=== Material shown ===
****
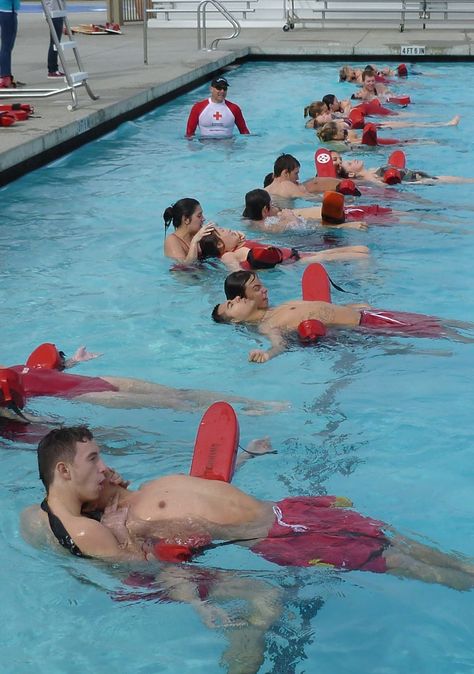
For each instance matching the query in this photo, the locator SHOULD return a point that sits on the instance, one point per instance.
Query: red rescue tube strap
(399, 100)
(324, 164)
(374, 107)
(11, 389)
(392, 176)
****
=== Your goal ===
Return all of the lines above word for word, omitting the picture.

=== Right answer ===
For each instance matching the query in this photo, the locator SHOULD return a point that sits on the instance, one point per instance.
Query: red rescue tube strap
(399, 100)
(324, 164)
(374, 107)
(11, 389)
(392, 176)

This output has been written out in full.